| Text |
= = = = =

The basics.
Contents
3.4.1. The basics.#
The Belle II software is called basf2. It is an abbreviation for “Belle II Analysis Software Framework”. You may see also “BASF2” or “Basf2” in some outdated documentation, but the official way for writing it is basf2, using only lower case letters. You might wonder why we didn’t choose “b2asf”, and when you get a bit further you will probably wonder why it has “analysis” in the name (it does much more than analysis)? Well historic reasons: Belle had BASF, we have basf2.
basf2 is used in all aspects of the data-processing chain at Belle II:
generating simulated data,
unpacking of real raw data,
reconstruction (tracking, clustering, …),
and high-level “analysis” reconstruction (such as applying cuts, vertex-fitting, …).
basf2 is not normally used for the final analysis steps (histogramming, fitting 1D distributions, …). These final steps are usually called the “offline” analysis and will be covered in later lessons Offline analysis.
There is a citable reference for basf2:
Kuhr, T. et al. Comput Softw Big Sci 3, 1 (2019) https://doi.org/10.1007/s41781-018-0017-9
… and a logo.
Fig. 3.19 The basf2 logo.#
Pragmatically, you will encounter two separate objects named basf2
.
It is both a command-line executable which you can invoke, and a python
module from which you import functions.
You will soon be running commands that look like:
basf2 myScript -i myInputFile.root
… and inside the scripts you might see code like:
Core concepts#
There are some concepts we use in basf2, which you will definitely need to understand. These are:
basf2 module,
path,
package,
steering script / steering file.
Most of the other jargon terms we use are generic software development terms (so you can search the internet). A good place to look for Belle II-specific jargon is the Belle II Glossary.
Exercise
Find the Belle II Glossary (again).
Hint
Solution
basf2 modules#
A basf2 module is a piece of (usually) C++ code that does a specific “unit” of data processing. The full documentation can be found here in this website under the section Modules and Paths.
Warning
It is an unfortunate clash of naming that python uses the word “module” for a separate concept. In these tutorials we will always specify python module (and basf2 module) if there is ambiguity.
Path#
A basf2 path is an ordered list of modules that will be used to process the
data.
You can think of building a path by adding modules in a chain.
It is a python object: basf2.Path
.
Warning
A common misconception is that adding modules to a path is processing data. This is not true, you will prepare your path for data-processing by adding modules. The event-loop starts when you process your path.
Exercise
Find a diagram of a path with modules in this documentation.
Hint
Solution
Package#
A package is a logical collection of code in basf2. A typical package has several modules and some python scripts which configure paths to do common things.
You will encounter some basf2 packages in these lessons. We try to give them meaningful names (tracking, reconstruction, …) or name the package after the subdetector that they are related to (ecl, klm, cdc, top, …).
During these lessons, you will mostly interact with the analysis package. You will meet this at the end of this lesson.
Exercise
Find the source code and find a list of all packages.
Hint
Solution
Steering#
A steering file or a steering script is some python code that sets up some
analysis or data-processing task.
A typical steering file will declare a basf2.Path
, configure basf2 modules,
and then add them to the path.

= = = = =

| Available data |

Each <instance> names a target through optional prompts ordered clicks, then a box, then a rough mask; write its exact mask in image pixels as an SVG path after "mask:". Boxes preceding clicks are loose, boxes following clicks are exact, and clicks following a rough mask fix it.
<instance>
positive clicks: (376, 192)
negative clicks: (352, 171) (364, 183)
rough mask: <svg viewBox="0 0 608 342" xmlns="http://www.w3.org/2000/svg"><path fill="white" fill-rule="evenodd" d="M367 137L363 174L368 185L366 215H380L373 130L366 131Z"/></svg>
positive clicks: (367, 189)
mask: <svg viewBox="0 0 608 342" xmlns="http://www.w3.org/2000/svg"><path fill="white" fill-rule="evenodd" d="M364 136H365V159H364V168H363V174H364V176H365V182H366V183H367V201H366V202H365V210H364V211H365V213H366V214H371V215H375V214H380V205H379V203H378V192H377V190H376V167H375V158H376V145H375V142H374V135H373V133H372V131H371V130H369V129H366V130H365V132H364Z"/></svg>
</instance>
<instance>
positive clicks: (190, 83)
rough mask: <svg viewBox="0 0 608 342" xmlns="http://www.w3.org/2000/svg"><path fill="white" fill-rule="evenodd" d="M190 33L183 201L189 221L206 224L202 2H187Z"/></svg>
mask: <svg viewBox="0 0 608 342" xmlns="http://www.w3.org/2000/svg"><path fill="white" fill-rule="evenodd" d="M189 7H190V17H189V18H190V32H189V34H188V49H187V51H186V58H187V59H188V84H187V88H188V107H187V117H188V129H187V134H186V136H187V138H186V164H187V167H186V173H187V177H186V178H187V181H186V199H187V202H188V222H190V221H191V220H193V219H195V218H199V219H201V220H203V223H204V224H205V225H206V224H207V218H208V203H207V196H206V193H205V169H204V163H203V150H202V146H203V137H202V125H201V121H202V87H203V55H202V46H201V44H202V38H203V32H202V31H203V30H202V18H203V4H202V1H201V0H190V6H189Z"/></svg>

= = = = =

| Assignment 1 |
Reproduce the part of the basf2 text between "You will encounter some" and "to the path.", inclusive.
| Assignment 2 |
Please write what comes next in the basf2 tutorial, picking up after its final sentence.
You can leave the records aside.

| Response box 1 |
You will encounter some basf2 packages in these lessons. We try to give them meaningful names (tracking, reconstruction, …) or name the package after the subdetector that they are related to (ecl, klm, cdc, top, …).
During these lessons, you will mostly interact with the analysis package. You will meet this at the end of this lesson.
Exercise
Find the source code and find a list of all packages.
Hint
Solution
Steering#
A steering file or a steering script is some python code that sets up some
analysis or data-processing task.
A typical steering file will declare a basf2.Path
, configure basf2 modules,
and then add them to the path.

| Response box 2 |
Then it will call basf2.process
and maybe print some information.
We use the word “steering” since no real data processing is done in python.
Fig. 3.20 The C++ and python logos.#
Question
Why do we use both C++ and python?
Solution
Databases#
There are a couple more concepts that you might come across:
the conditions database
and the run database.
For these lessons and exercises you should not need to know too much but it’s good to be aware of the jargon.
See also
See also
See also
“rundb” in the glossary (no link this time, you should have it bookmarked!)
Key points
basf2 is the name of the Belle II software.
You work in basf2 by adding modules to a path.
Most basf2 modules are written in C++.
Data-processing happens when you process the path.
You do all of this configuration of the path, etc in python in a steering file.
You can navigate this online documentation.
Tip
After you’ve progressed a bit more through these lessons, you should revisit the Modules and Paths documentation page and reread the opening paragraphs.
By that stage everything should be clear.
Getting started, and getting help interactively#
Now let’s setup the environment, actually execute basf2
, and navigate the
command line help.
Please ssh
onto your favourite site.
If you do not have a preference, you should connect to login.cc.kek.jp
.
Before we start though…
You shouldn’t need to install anything#
A common misconception by newcomers (and even by senior people in the collaboration), is that you need to “install” basf2 or “install a release”.
It is possible to install from scratch, but you almost certainly do not want or need to do this. If you are working at KEK (for certain) and at many many other sites, basf2 is available preinstalled. It is distributed by something called /cvmfs.
b2setup#
To set up your environment to work with basf2
you first have to source the
setup script…
source /cvmfs/belle.cern.ch/tools/b2setup
Some people like to put an alias to the setup script in their .profile
(or
.bashrc
, .zshrc
, …) file.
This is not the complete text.